Exercise data below:

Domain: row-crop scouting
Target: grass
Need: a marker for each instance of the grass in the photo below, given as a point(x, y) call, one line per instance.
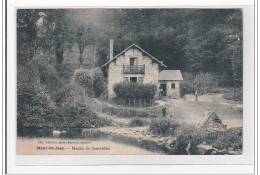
point(137, 122)
point(222, 140)
point(163, 126)
point(237, 97)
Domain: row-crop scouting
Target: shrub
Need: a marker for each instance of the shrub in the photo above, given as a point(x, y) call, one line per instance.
point(230, 95)
point(191, 136)
point(136, 122)
point(92, 80)
point(202, 82)
point(164, 127)
point(231, 138)
point(83, 77)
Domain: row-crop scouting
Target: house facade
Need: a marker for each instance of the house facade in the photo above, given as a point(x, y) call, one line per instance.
point(136, 65)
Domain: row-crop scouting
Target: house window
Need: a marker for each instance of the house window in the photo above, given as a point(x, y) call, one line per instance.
point(173, 85)
point(140, 80)
point(132, 61)
point(133, 79)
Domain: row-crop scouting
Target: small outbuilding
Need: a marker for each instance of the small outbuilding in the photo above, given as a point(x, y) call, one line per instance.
point(169, 81)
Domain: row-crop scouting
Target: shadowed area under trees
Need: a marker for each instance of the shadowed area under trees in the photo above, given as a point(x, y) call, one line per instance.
point(53, 44)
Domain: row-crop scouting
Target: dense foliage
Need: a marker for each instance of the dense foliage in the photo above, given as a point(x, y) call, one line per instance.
point(58, 50)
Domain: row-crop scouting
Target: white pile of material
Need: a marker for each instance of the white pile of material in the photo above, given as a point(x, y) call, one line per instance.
point(211, 122)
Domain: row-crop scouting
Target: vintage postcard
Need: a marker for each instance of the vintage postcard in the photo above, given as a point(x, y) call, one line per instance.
point(129, 81)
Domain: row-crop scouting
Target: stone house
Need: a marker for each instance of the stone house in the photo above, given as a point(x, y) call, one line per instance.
point(136, 65)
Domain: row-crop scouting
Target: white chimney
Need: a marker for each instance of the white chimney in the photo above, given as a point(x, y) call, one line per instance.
point(111, 49)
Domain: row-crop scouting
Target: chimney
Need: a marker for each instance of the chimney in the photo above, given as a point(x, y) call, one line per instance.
point(111, 43)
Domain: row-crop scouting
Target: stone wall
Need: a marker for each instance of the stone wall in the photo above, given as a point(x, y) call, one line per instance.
point(115, 71)
point(172, 93)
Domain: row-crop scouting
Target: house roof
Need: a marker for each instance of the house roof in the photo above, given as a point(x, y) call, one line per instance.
point(170, 75)
point(134, 45)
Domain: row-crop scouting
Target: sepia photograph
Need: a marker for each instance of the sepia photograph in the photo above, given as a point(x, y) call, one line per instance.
point(128, 81)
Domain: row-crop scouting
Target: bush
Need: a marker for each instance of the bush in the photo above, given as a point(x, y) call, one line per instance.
point(230, 95)
point(231, 138)
point(124, 112)
point(164, 127)
point(203, 82)
point(83, 77)
point(92, 80)
point(136, 122)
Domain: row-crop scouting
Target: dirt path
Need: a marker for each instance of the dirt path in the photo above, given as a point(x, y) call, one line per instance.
point(159, 103)
point(191, 111)
point(115, 120)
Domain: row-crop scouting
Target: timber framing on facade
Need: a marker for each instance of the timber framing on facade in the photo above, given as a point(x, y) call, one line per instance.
point(134, 64)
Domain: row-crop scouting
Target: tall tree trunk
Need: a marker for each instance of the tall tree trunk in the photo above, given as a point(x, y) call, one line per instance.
point(81, 50)
point(59, 53)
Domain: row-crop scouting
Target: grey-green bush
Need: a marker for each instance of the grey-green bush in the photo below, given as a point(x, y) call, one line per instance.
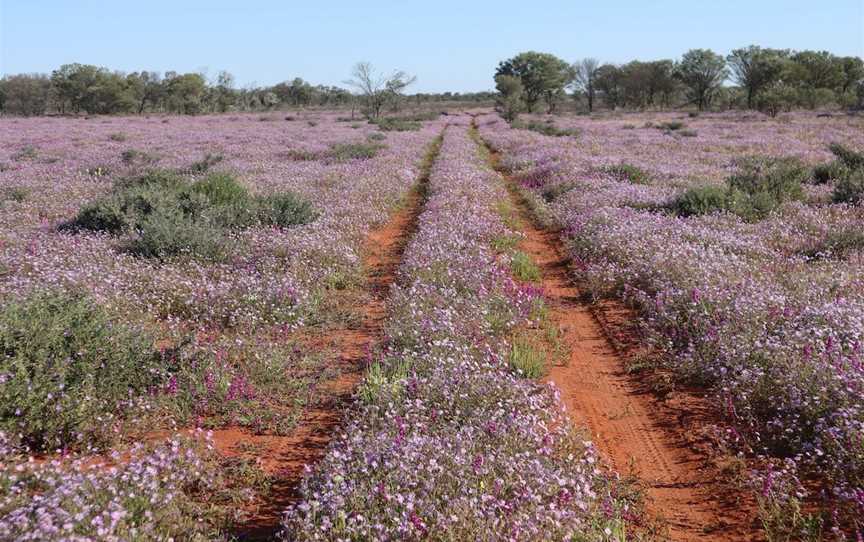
point(830, 171)
point(701, 200)
point(164, 215)
point(69, 372)
point(850, 189)
point(628, 172)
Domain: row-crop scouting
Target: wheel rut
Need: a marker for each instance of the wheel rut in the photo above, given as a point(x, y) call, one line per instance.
point(635, 434)
point(286, 457)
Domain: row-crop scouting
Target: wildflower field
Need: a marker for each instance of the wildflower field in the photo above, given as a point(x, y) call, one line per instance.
point(307, 326)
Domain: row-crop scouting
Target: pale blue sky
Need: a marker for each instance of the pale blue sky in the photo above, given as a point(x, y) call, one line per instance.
point(449, 45)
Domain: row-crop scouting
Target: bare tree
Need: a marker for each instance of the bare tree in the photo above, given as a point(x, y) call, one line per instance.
point(585, 78)
point(377, 88)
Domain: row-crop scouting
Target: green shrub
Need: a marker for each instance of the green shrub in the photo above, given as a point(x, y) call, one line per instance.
point(221, 189)
point(28, 152)
point(761, 185)
point(545, 128)
point(396, 124)
point(286, 210)
point(830, 171)
point(701, 200)
point(164, 215)
point(13, 193)
point(838, 244)
point(850, 189)
point(628, 172)
point(527, 359)
point(851, 159)
point(133, 156)
point(69, 373)
point(204, 165)
point(300, 155)
point(776, 179)
point(524, 268)
point(168, 232)
point(554, 191)
point(342, 152)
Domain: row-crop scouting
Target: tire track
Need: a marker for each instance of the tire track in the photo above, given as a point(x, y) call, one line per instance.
point(285, 457)
point(636, 435)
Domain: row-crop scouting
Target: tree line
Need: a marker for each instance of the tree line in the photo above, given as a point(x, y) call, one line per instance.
point(85, 88)
point(770, 80)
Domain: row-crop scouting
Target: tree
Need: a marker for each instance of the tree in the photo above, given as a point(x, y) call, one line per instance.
point(510, 101)
point(223, 93)
point(543, 76)
point(25, 95)
point(702, 71)
point(377, 89)
point(816, 69)
point(852, 68)
point(184, 93)
point(608, 82)
point(585, 78)
point(661, 81)
point(145, 88)
point(755, 69)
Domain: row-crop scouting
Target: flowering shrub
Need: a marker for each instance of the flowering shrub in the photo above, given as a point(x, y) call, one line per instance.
point(165, 342)
point(147, 494)
point(68, 376)
point(769, 314)
point(446, 442)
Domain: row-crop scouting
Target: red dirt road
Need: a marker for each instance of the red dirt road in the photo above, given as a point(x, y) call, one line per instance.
point(636, 432)
point(285, 457)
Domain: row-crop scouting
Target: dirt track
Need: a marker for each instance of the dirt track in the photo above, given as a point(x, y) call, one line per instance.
point(285, 457)
point(634, 431)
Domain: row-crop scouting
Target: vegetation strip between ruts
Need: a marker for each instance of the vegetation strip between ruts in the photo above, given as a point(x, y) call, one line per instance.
point(383, 252)
point(632, 433)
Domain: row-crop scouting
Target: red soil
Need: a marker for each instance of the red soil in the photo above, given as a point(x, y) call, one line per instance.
point(285, 457)
point(660, 441)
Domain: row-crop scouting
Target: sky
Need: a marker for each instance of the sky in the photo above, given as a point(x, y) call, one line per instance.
point(448, 45)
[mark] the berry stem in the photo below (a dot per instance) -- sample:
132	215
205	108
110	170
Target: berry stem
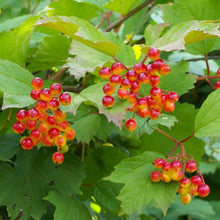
186	139
208	71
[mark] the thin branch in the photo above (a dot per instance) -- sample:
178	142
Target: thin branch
131	13
59	73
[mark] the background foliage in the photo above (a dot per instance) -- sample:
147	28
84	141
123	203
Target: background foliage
106	173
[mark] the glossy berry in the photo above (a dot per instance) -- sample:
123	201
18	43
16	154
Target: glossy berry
69	133
196	180
108	101
203	190
153	53
105	73
57	158
65	98
18	127
21	115
191	166
185	198
158	163
130	124
155	176
55	89
108	89
26	143
117	68
35	94
37	83
139	68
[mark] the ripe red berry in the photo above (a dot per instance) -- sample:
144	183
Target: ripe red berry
37	83
55	89
105	73
58	158
108	89
153	53
26	143
117	68
196	180
115	80
21	115
139	68
130	124
18	127
65	98
203	190
35	94
108	101
191	166
155	176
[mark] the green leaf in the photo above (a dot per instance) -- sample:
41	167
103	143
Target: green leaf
8	146
207	122
32	177
80	30
193	10
186	33
52	51
105	193
177	80
138	190
197	209
68	207
83	10
15	83
87	59
122	6
14	44
93	125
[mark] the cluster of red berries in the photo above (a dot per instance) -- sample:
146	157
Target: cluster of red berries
45	123
217	85
175	171
129	82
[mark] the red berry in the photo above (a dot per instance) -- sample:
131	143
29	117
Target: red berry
158	163
203	190
65	98
139	68
191	166
55	89
18	127
35	94
153	53
26	143
53	104
217	85
117	68
196	180
37	83
45	94
115	80
131	75
57	158
130	124
122	93
155	176
105	73
21	115
108	101
108	89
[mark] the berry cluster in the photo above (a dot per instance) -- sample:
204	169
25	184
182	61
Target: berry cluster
45	123
175	171
129	82
217	85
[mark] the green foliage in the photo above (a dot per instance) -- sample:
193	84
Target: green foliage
106	172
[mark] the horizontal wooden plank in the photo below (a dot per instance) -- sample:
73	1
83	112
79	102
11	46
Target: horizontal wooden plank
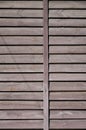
21	68
67	4
29	86
21	4
21	40
21	31
21	59
21	22
57	114
67	40
21	49
67	22
67	68
67	86
29	114
68	105
21	13
67	31
68	124
21	105
68	95
28	124
67	58
67	77
67	13
21	96
20	77
67	49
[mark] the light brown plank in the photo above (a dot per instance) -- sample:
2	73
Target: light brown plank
67	4
22	96
68	105
67	40
21	68
67	22
20	77
67	31
67	13
30	86
68	95
30	114
21	59
68	68
21	40
68	124
67	49
29	124
21	31
68	86
67	58
21	13
21	22
21	4
21	105
57	114
21	49
67	77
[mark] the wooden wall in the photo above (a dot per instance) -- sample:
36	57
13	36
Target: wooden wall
21	64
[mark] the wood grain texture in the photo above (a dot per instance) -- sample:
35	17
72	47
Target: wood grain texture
21	31
22	40
29	86
22	114
67	40
21	13
21	4
21	105
67	4
21	22
28	124
68	124
68	68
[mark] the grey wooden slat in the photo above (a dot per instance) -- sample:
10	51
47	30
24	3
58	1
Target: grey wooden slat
67	22
67	31
67	4
68	86
21	31
21	40
68	68
21	96
81	105
67	40
21	105
68	124
21	68
30	86
20	77
67	77
67	58
21	49
21	13
68	95
58	114
21	4
67	49
21	59
28	124
67	13
46	78
21	22
21	114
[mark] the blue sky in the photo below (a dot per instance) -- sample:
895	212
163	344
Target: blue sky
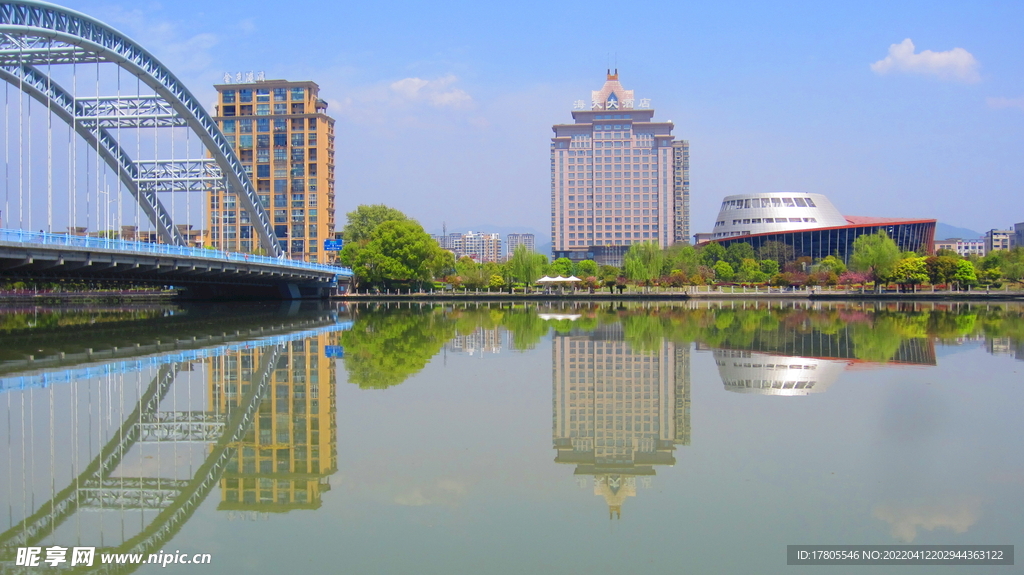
444	108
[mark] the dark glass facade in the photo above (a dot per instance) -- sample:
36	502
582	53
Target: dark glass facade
910	236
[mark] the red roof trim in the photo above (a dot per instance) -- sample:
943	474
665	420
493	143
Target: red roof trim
852	225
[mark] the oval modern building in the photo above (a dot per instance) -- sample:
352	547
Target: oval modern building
810	224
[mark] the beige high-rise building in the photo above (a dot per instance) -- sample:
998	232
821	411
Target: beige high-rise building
619	411
285	139
617	178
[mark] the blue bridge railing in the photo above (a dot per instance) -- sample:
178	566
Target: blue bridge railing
44	238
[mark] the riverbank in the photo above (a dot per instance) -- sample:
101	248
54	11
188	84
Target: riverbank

End of Exercise data.

Exercise prompt:
With the line that contains "[mark] the beige" as the first and the final line of the data as the last, repeat every line in that span exactly.

Expected answer:
[mark] the beige high-rise building in the photo above (a dot per instance) -- sample:
998	232
821	411
Target: beige high-rise building
619	411
285	139
617	178
[mark] the blue bridge railing in the photo above (a dot per instance) -- sample:
178	566
Target: blue bridge railing
44	238
[mark] the riverbank in the photo above (a dot per instance) -- sample:
101	248
54	11
188	84
Target: riverbank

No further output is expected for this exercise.